> Zadania:
a - Ile punktów zdobył Adrian Miedziński według relacji z meczu?
b - Czy te zdania zgadzają się z relacją z meczu? (i) Po czterech biegach Unibax prowadził 15:9. (ii) Tomasz Gollob wygrał swój pierwszy start. (iii) Nicki Pedersen jechał w tym meczu w drużynie z Rzeszowa. Przy każdym odpowiedz tak albo nie i przytocz rozstrzygające słowa.
c - Napisz dalszy ciąg relacji z meczu, zaczynając zaraz po jej ostatnim zdaniu.

Unibax Toruń - PGE Marma Rzeszów 54:36
Unibax Toruń odniósł szóste zwycięstwo i pozostaje jedynym niepokonanym zespołem w tegorocznej żużlowej ekstralidze. Rzeszowianie w historii spotkań na toruńskim torze nie wygrali od ponad 40 lat i na ewentualne zwycięstwo będą musieli jeszcze poczekać. Fenomenalne zawody zaliczył Adrian Miedziński, który zdobył tzw. duży komplet - 18 punktów - nie znajdując w niedzielę pogromcy na toruńskiej Motoarenie.
Pojedynek Unibaksu z PGE Marmą rozpoczął się od remisu. Szans rywalom nie dał Chris Holder, a gonili go bez skutku Dawid Lampart i Rafał Okoniewski. Kolejne trzy biegi po 4:2 wygrywali gospodarze. Fatalnie zaprezentował się w swoim pierwszym starcie Tomasz Gollob, który dzień wcześniej miał słaby występ w Grand Prix Czech. Na metę przyjechał za Adrianem Miedzińskim i Juricą Pavlicem, ledwo radząc sobie z Denisem Anderssonem. W kolejnych startach jeździł już lepiej, ale dwukrotnie przegrał z młodzieżowcem miejscowych Pawłem Przedpełskim. Po czterech biegach Unibax prowadził już sześcioma punktami 15:9.
Przewagę gospodarze zdecydowanie powiększyli w dalszej części zawodów. Dwa podwójne zwycięstwa oraz jedno 4:2 dało torunianom po dwóch seriach startów aż szesnaście punktów przewagi (29:13). W zespole z Rzeszowa zdecydowanie brakowało nieobecnego Nickiego Pedersena, który w sobotę ze złamaną ręką zajął trzecie miejsce w Grand Prix Czech.

(Wpisy z opisanymi ramkami)
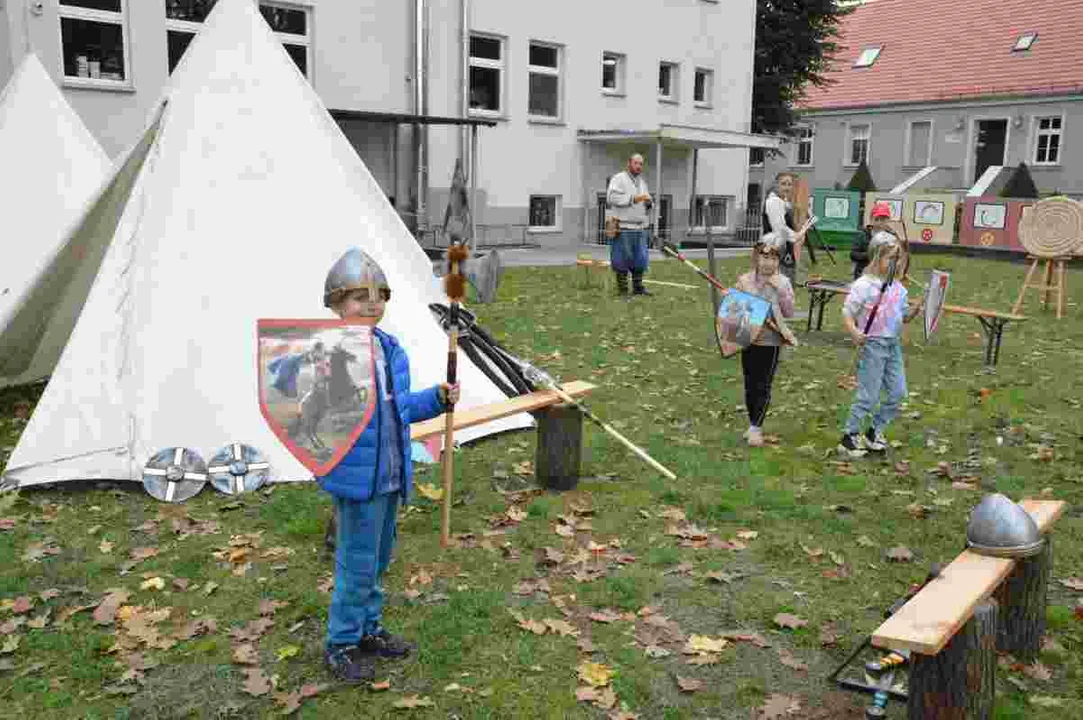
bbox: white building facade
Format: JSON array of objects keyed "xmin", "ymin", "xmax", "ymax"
[{"xmin": 0, "ymin": 0, "xmax": 774, "ymax": 246}]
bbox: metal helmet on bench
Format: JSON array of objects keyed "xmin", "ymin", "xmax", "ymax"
[{"xmin": 324, "ymin": 247, "xmax": 390, "ymax": 307}]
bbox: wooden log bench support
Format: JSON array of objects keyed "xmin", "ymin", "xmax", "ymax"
[
  {"xmin": 872, "ymin": 500, "xmax": 1066, "ymax": 720},
  {"xmin": 806, "ymin": 280, "xmax": 1027, "ymax": 367},
  {"xmin": 409, "ymin": 380, "xmax": 595, "ymax": 490}
]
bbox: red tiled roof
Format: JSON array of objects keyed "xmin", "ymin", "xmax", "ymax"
[{"xmin": 803, "ymin": 0, "xmax": 1083, "ymax": 109}]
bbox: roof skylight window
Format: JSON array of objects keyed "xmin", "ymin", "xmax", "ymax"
[
  {"xmin": 853, "ymin": 45, "xmax": 884, "ymax": 67},
  {"xmin": 1012, "ymin": 32, "xmax": 1038, "ymax": 52}
]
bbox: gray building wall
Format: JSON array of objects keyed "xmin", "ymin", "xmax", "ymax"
[{"xmin": 749, "ymin": 96, "xmax": 1083, "ymax": 195}]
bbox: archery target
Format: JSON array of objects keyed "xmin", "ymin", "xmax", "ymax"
[{"xmin": 1019, "ymin": 197, "xmax": 1083, "ymax": 258}]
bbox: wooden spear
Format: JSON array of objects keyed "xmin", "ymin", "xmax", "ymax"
[{"xmin": 440, "ymin": 243, "xmax": 470, "ymax": 548}]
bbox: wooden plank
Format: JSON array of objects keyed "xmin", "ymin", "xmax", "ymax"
[
  {"xmin": 873, "ymin": 499, "xmax": 1067, "ymax": 655},
  {"xmin": 944, "ymin": 304, "xmax": 1027, "ymax": 323},
  {"xmin": 873, "ymin": 550, "xmax": 1015, "ymax": 655},
  {"xmin": 1019, "ymin": 498, "xmax": 1068, "ymax": 535},
  {"xmin": 409, "ymin": 380, "xmax": 595, "ymax": 440}
]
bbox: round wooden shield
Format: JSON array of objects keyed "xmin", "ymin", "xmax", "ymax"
[{"xmin": 1019, "ymin": 197, "xmax": 1083, "ymax": 258}]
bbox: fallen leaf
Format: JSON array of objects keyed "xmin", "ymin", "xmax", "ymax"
[
  {"xmin": 677, "ymin": 676, "xmax": 704, "ymax": 693},
  {"xmin": 233, "ymin": 643, "xmax": 260, "ymax": 665},
  {"xmin": 820, "ymin": 623, "xmax": 838, "ymax": 647},
  {"xmin": 774, "ymin": 613, "xmax": 809, "ymax": 630},
  {"xmin": 94, "ymin": 590, "xmax": 131, "ymax": 625},
  {"xmin": 1022, "ymin": 663, "xmax": 1053, "ymax": 682},
  {"xmin": 576, "ymin": 660, "xmax": 614, "ymax": 688},
  {"xmin": 244, "ymin": 668, "xmax": 271, "ymax": 697},
  {"xmin": 887, "ymin": 545, "xmax": 914, "ymax": 563},
  {"xmin": 414, "ymin": 483, "xmax": 444, "ymax": 502},
  {"xmin": 274, "ymin": 645, "xmax": 301, "ymax": 662},
  {"xmin": 391, "ymin": 695, "xmax": 436, "ymax": 710},
  {"xmin": 683, "ymin": 634, "xmax": 730, "ymax": 655}
]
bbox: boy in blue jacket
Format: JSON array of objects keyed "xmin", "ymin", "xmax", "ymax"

> Odpowiedzi:
a - 18 punktów, czyli tzw. duży komplet.

b -
(i) Tak: „Po czterech biegach Unibax prowadził już sześcioma punktami 15:9.”
(ii) Nie: „Na metę przyjechał za Adrianem Miedzińskim i Juricą Pavlicem”.
(iii) Nie: „W zespole z Rzeszowa zdecydowanie brakowało nieobecnego Nickiego Pedersena”.

c -
Biegi od dziewiątego do trzynastego kończyły się wynikami 4:2. Dwa z nich wygrali rzeszowianie, odnosząc w gonitwie dziewiątej pierwsze zwycięstwo w tym spotkaniu. Dziwną sytuację kibice zgromadzenia na Motoarenie obejrzeli w dziesiątym wyścigu. Tuż po starcie w łuku wirażowy wyciągnął czerwoną chorągiewkę, a zawodnicy zamknęli manetki gazu. Nie widząc jednak czerwonego światła przerywającego bieg będący z przodu Miedziński i Walasek zaczęli ścigać się dalej, a dopiero po kilku chwilach to samo uczynili pozostali zawodnicy. Sędzia spotkania Remigiusz Substyk przyznał później, że sytuację z pierwszego łuku zauważył dopiero w telewizyjnej powtórce, stąd nie przerwał biegu. Po trzynastu żużlowcy z Torunia byli już pewni wygranej w meczu prowadząc 48:30.
Goście walczyli jednak do końca dwukrotnie, desygnując do jazdy swoich najlepszych zawodników Pavlica i Walaska. Oba biegi nominowane zakończyły się remisami. Najpierw szans rywalom nie dał Pavlic, a w finale wieczoru trzy punkty dające tak zwany duży komplet (18 oczek) przywiózł do mety Miedziński, ustalając wynik całego spotkania na 54:36 dla Unibaksu.
Punkty:
Unibax Toruń: Adrian Miedziński 18 (3,3,3,3,3,3), Chris Holder 11 (3,2,3,2,1,d), Tomasz Gollob 11 (1,3,2,2,2,1), Paweł Przedpełski 8 (1,3,1,1,2), Emil Pulczyński 5 (3,1,1,0), Kamil Brzozowski 1 (0,1,0,-,-), Darcy Ward - zawodnik zastępowany.
PGE Marma Rzeszów: Jurica Pavlic 13 (2,1,3,3,3,1), Grzegorz Walasek 10 (2,2,2,2,0,2), Rafał Okoniewski 6 (1,1,3,1,0), Łukasz Sówka 4 (2,0,0,2), Dawid Lampart 3 (2,0,0,1,-), Dennis Andersson 0 (0,0,-,0,-), Łukasz Kret 0 (u,d,-).
Najlepszy czas dnia: Adrian Miedziński - 58,39 s w trzecim wyścigu. Sędzia: Remigiusz Substyk (Solec Kujawski). Widzów 4 000. (PAP)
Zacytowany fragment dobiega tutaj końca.